- [Challenge]
Which of the rows below contain the word "white"? Pick out each of those rows and copy it whole, treating uppercase and lowercase as different.

- [Entries shown]
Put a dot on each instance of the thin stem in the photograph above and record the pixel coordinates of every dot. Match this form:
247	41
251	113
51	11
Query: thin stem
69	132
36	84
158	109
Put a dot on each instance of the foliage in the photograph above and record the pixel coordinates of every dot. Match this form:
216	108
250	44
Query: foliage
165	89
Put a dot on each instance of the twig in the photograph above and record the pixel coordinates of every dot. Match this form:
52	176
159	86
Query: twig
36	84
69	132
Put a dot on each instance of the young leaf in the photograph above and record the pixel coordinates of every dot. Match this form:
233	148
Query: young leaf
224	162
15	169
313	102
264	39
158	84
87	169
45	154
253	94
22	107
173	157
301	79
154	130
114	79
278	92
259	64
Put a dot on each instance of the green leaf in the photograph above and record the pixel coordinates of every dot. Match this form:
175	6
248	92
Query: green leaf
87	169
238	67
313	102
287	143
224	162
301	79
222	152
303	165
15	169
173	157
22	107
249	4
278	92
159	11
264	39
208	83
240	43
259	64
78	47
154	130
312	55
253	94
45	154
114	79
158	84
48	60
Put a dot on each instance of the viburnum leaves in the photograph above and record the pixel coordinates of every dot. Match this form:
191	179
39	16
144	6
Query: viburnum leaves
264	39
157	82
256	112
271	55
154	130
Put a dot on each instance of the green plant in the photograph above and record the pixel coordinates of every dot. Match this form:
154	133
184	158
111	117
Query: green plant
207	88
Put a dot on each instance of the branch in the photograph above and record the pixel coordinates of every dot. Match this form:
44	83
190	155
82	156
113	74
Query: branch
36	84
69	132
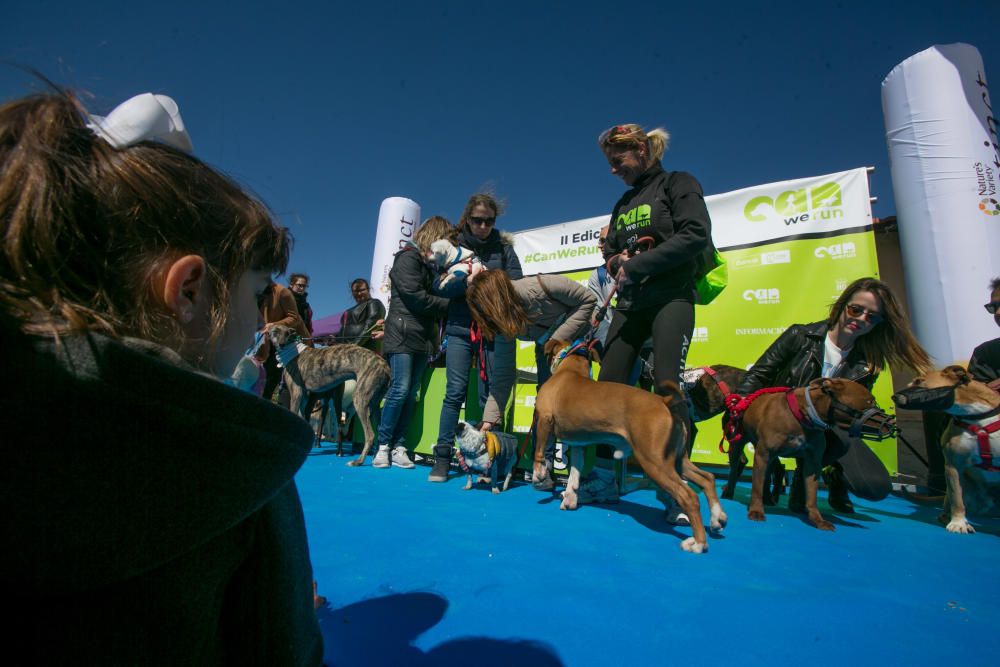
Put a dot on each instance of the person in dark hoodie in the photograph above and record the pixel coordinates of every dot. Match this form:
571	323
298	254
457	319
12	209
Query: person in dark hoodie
476	231
659	229
151	510
411	332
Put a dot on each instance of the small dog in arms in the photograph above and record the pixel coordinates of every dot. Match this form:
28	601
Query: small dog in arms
458	263
492	454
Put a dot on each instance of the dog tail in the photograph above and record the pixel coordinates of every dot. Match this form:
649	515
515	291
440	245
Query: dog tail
674	401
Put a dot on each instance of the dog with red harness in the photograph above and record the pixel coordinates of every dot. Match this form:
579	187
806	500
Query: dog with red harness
972	442
783	421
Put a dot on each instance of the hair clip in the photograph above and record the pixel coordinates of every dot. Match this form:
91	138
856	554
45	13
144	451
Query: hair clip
144	117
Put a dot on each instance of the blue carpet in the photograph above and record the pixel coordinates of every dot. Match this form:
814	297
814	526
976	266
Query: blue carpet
428	574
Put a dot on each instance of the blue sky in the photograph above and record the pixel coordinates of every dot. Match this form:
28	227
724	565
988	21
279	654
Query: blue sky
325	109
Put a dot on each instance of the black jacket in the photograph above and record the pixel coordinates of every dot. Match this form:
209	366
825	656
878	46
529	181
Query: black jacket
985	362
495	252
357	322
411	326
680	226
796	358
152	510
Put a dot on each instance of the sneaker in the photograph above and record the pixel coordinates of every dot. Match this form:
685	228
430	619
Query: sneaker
439	473
675	516
381	459
598	486
400	457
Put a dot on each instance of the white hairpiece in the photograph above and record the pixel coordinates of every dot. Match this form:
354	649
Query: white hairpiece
142	118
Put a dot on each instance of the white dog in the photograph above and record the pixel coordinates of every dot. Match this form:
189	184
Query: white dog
459	263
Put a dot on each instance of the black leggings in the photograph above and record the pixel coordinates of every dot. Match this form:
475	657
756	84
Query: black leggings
670	325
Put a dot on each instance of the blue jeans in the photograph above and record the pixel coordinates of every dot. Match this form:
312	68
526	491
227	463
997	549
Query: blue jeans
407	372
500	382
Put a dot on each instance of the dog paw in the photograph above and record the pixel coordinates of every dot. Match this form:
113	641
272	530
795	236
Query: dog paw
693	546
569	501
719	519
960	526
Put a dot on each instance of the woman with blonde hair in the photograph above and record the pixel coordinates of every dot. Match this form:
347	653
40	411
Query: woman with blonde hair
476	231
411	331
660	230
864	331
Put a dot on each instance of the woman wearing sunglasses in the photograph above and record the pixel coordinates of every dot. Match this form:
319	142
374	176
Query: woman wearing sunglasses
659	232
865	330
476	231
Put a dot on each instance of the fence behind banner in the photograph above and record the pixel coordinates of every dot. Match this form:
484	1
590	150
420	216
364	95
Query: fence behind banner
792	247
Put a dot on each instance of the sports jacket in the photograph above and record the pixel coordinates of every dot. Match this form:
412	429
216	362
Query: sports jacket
680	227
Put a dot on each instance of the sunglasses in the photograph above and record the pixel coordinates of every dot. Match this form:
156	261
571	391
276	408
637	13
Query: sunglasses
856	311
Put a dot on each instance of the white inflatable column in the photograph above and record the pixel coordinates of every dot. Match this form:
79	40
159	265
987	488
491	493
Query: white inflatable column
398	218
942	137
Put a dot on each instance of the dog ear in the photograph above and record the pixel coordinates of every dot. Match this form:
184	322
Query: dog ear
959	374
552	347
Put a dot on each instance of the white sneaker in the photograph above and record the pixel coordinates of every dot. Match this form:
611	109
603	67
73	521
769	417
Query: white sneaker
400	457
598	486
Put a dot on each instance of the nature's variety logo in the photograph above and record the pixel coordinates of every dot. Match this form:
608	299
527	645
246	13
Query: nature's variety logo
634	218
837	251
989	206
823	202
763	295
776	257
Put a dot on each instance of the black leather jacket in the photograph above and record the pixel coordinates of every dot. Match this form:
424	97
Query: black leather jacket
796	358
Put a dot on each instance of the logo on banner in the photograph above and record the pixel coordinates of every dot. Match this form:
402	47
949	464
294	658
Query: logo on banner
837	251
823	202
776	257
764	295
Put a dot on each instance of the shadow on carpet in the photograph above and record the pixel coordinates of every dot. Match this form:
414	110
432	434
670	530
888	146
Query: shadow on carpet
381	631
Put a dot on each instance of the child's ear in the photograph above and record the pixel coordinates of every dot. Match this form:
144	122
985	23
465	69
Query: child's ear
183	289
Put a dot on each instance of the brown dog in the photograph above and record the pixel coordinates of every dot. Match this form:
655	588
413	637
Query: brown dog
575	409
775	430
976	409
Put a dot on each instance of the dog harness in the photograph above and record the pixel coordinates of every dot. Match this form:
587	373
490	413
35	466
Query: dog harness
982	434
492	448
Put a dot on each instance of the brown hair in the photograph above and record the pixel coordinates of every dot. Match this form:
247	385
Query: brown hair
480	198
495	305
433	228
88	228
630	136
891	339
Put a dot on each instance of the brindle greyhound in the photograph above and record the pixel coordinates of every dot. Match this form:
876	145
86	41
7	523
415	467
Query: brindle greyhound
314	371
574	408
972	442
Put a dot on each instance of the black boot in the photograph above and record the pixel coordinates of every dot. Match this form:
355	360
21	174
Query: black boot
797	494
836	485
442	464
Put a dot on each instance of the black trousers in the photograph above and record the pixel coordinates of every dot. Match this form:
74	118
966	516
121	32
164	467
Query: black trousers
670	326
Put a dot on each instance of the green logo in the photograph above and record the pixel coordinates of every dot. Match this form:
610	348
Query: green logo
634	218
794	206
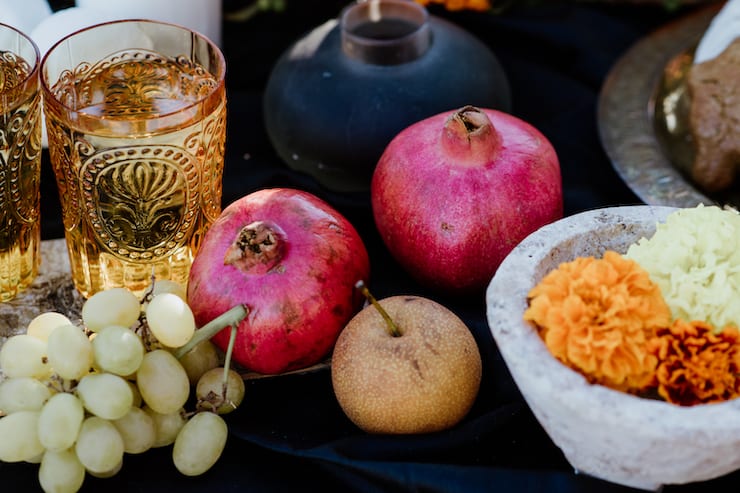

- [Completed exercise]
Put a dot on each instance of the white hairpiece in the photograph above and record the pixel coordinates of every dot. Match this form:
Query: white hairpiece
Put a dot on each instance of the white dog in the photograph above and record the pixel coordinates of every dot. Match this form:
Query: white dog
Put a dot on each instance of the white inflatable column in the photograph above and record the pixel coordinates of every dot. Match this form:
Query: white inflatable column
Put a dot on each instance of the white sneaker in the photograph above and record the pixel coordinates of every dot. Match this form:
Query: white sneaker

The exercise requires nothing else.